■ PROBLEMA DA RISOLVERE
Secondo l'articolo sul suicidio del bambino, perché i figli soffrono anche quando la separazione dei genitori è consensuale e i genitori si comportano in modo civile e responsabile? Spiegalo in una o due frasi.

■ ESTRATTO DEL DOCUMENTO
^^^^^^^^

Un bambino di appena dieci anni ha deciso di farla finita. Era dai nonni materni. Dopo essersi chiuso in bagno si è impiccato con una sciarpa. Vani sono stati i soccorsi. Ormai il bambino era deceduto.
La fredda casistica è piena di suicidi dei bambini ed adolescenti. Tuttavia quando è un bambino che decide di morire, la disperazione e l’angoscia colpiscono tutti in modo traumatico.
Questo povero bambino ha deciso di suicidarsi in modo “adulto” e consapevole. Impiccarsi è doloroso, presuppone freddezza, determinazione, consapevolezza, “tecnica”.
Non ci troviamo di fronte al bambino che ha deciso di precipitare nel vuoto dove basta lanciarsi da un balcone per compiere l’orribile missione.
Anche nelle modalità dei suicidi i bambini sono cambiati, sono sempre più adulti, su internet girano le istruzioni per l’uso su come uccidersi. Anche questo è il segnale dei nostri tempi, sempre più intrisi di solitudine, di amarezza, di senso di vuoto.
Siamo ormai abituati a leggere sui giornali il bollettino di guerra che riguarda le tragedie intrafamiliari. Troppo spesso i bambini cadono sotto i colpi del familiare folle e la scia di sangue sembra non avere fine.
Ma quando è un bambino a decidere di morire la tragedia è ancora più insopportabile.
Non si conoscono le ragioni di questo gesto. Pare che i genitori del bimbo stessero in fase di separazione. Non sappiamo altro e non sarebbe giusto né prudente arrivare a conclusioni affrettate o emotive. Davanti a questa tragedia occorre osservare solo rispetto e silenzio nell’attesa che di questa storia si sappia di più. 

Adesso bisogna rispettare solo il dolore dei genitori e dei parenti di questo bambino. È certo, tuttavia, che non si può escludere a priori che il piccolo possa essere stato fortemente provato dalla disgregazione della sua famiglia. Chi si occupa di questa materia conosce molto bene quanto i figli dei separati, specie se contesi, siano “soggetti a rischio”. Anche quando la separazione è consensuale e i genitori si comportano reciprocamente in modo civile e responsabile, i figli soffrono nel vedere la loro famiglia, il loro unico punto fermo, disintegrarsi davanti ad un tribunale.

^^^^^^^^

■ ESTRATTO DEI DATI

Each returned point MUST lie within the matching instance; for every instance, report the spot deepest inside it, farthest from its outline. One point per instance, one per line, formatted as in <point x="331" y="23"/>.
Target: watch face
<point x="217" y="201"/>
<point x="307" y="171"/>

^^^^^^^^

■ SOLUZIONE SCRITTA
Soffrono perché vedono la loro famiglia, che è il loro unico punto fermo, disintegrarsi davanti a un tribunale.